_The task_:
Shift the answer points by adding 46 to every coordinate, leaving the coordinates in the requests and their format samples unchanged. Rewrite the items starting at the line containing "Where can the blue" and ending at the line containing "point(770, 575)", requests included.

_Point labeling dataset excerpts_:
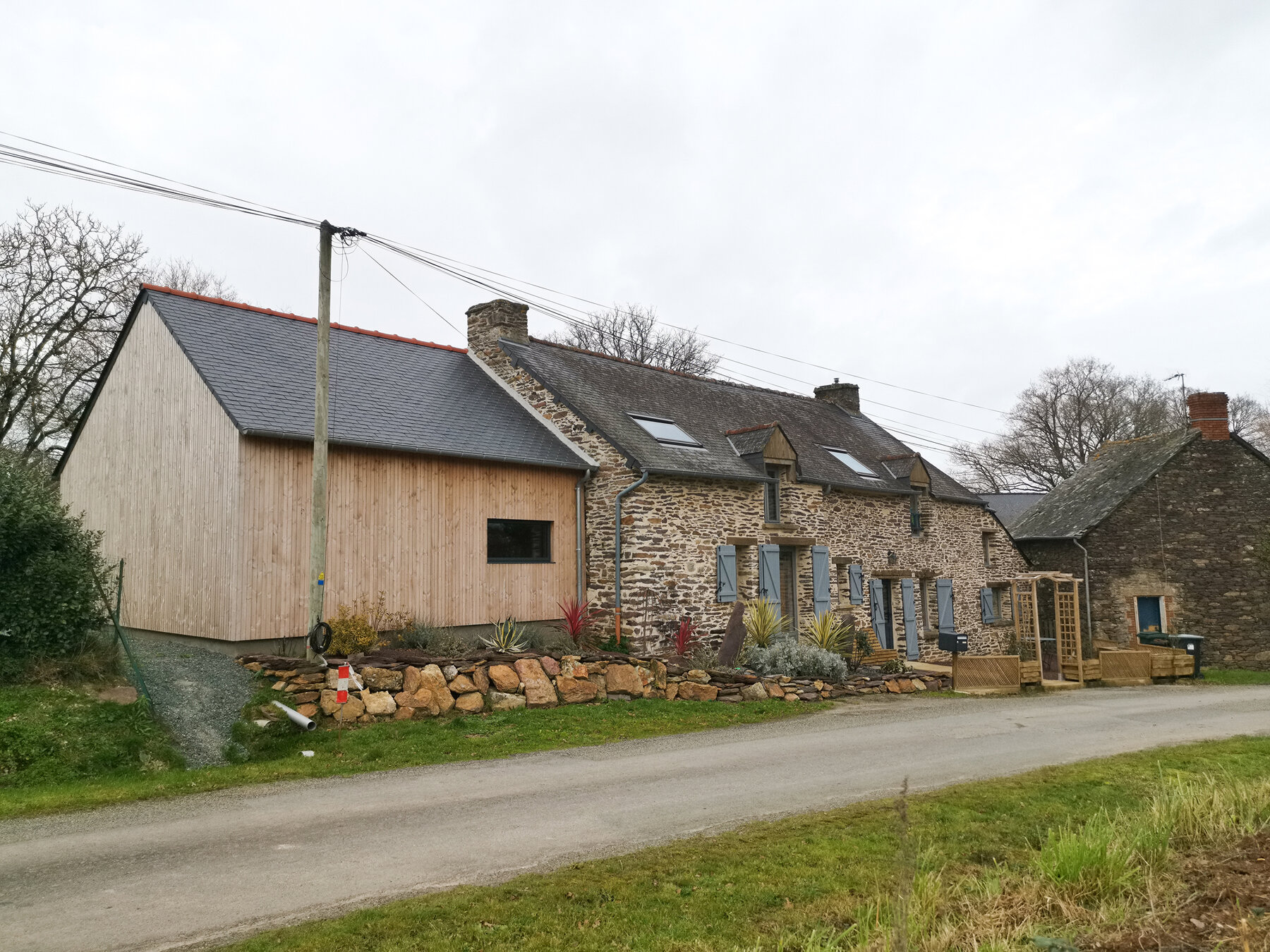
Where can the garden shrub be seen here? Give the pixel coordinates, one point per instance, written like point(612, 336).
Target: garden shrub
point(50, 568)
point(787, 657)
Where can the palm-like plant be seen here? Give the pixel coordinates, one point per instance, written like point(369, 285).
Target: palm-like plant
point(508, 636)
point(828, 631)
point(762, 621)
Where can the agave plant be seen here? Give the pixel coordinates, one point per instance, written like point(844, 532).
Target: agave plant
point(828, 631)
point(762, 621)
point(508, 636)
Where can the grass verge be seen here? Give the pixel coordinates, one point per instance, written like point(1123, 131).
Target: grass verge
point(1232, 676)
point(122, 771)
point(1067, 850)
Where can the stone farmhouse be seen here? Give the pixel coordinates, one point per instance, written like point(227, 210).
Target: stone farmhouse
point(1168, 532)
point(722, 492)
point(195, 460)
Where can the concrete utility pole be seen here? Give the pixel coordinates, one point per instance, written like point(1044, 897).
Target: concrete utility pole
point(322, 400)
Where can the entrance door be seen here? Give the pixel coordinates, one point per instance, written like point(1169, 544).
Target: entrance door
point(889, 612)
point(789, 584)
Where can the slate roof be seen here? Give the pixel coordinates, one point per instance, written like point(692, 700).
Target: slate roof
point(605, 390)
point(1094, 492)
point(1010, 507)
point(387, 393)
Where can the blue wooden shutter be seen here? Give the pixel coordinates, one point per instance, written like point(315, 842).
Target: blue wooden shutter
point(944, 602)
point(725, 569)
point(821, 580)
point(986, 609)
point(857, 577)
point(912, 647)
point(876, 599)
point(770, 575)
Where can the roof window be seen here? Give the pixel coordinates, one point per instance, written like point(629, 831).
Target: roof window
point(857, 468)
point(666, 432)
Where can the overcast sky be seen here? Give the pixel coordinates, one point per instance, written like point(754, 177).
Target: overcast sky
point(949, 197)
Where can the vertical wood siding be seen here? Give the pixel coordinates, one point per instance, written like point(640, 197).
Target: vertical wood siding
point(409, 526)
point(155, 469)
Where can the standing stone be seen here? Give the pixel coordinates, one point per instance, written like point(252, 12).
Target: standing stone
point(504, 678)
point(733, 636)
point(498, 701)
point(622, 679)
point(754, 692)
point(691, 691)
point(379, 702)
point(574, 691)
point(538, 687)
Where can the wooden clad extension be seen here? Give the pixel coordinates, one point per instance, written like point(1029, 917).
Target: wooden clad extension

...

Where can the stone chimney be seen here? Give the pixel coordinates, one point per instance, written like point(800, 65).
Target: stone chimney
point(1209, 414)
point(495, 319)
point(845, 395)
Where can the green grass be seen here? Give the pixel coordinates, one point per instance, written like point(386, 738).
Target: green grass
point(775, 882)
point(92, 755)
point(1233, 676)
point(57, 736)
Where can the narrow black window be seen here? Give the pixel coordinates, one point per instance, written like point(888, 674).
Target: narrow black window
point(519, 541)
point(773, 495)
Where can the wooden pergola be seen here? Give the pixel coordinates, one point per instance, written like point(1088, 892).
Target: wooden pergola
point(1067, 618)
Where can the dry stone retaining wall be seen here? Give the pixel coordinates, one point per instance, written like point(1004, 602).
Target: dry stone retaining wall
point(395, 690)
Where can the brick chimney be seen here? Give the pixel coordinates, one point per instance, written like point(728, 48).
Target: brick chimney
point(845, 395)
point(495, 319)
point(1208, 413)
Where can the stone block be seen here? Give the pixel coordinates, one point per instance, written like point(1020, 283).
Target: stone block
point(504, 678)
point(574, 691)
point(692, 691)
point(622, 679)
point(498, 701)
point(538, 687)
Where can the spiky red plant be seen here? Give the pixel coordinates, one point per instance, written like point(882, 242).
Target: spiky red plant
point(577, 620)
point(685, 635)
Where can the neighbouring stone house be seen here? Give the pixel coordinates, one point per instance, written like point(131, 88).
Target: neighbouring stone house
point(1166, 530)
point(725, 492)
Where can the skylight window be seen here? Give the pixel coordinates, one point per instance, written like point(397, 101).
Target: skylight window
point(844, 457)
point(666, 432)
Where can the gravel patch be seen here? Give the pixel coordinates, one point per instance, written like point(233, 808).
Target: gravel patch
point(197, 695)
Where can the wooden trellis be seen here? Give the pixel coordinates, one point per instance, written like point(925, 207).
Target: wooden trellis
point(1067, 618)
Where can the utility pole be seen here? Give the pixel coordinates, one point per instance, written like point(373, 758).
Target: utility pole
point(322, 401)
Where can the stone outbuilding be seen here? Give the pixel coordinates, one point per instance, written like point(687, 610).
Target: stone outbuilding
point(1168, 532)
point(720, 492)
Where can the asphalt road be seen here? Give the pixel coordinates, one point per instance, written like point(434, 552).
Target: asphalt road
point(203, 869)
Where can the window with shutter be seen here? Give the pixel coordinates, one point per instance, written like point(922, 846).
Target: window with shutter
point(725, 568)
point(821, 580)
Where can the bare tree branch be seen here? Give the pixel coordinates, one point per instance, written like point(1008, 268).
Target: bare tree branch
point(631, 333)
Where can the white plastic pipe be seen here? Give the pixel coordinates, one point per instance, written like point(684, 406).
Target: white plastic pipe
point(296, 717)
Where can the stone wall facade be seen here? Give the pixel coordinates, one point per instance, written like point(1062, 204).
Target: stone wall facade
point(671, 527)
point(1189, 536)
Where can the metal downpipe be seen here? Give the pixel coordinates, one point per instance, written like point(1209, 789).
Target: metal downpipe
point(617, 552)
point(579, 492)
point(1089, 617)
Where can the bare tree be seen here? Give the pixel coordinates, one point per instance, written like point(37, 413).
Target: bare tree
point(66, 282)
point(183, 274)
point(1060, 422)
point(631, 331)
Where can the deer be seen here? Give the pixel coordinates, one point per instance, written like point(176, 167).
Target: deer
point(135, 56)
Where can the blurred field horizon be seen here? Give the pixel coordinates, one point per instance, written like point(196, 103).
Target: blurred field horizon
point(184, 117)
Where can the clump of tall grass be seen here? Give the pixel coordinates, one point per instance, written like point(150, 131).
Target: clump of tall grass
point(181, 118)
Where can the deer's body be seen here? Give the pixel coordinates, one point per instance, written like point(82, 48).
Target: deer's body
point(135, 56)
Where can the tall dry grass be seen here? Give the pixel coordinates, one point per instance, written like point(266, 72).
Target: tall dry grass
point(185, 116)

_Correct result_:
Where can the blue wooden shutter be seen here? Give the pixel coordinates, one point per instance, written like point(315, 842).
Target: blue wooden shutter
point(990, 648)
point(771, 615)
point(867, 626)
point(1032, 655)
point(903, 623)
point(958, 693)
point(922, 645)
point(816, 621)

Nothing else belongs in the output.